*** Opening of DATA FOR REVIEW ***

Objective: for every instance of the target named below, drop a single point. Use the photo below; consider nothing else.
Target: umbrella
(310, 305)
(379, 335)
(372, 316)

*** Close of DATA FOR REVIEW ***

=== PROBLEM TO WORK ON ===
Could you retype all of the entries exactly, leaving none out?

=== REPLY TO THE EXERCISE ===
Objective: for every instance of the target named below, drop a single point. Use the photo below; consider nothing else.
Target: umbrella
(310, 305)
(379, 335)
(372, 316)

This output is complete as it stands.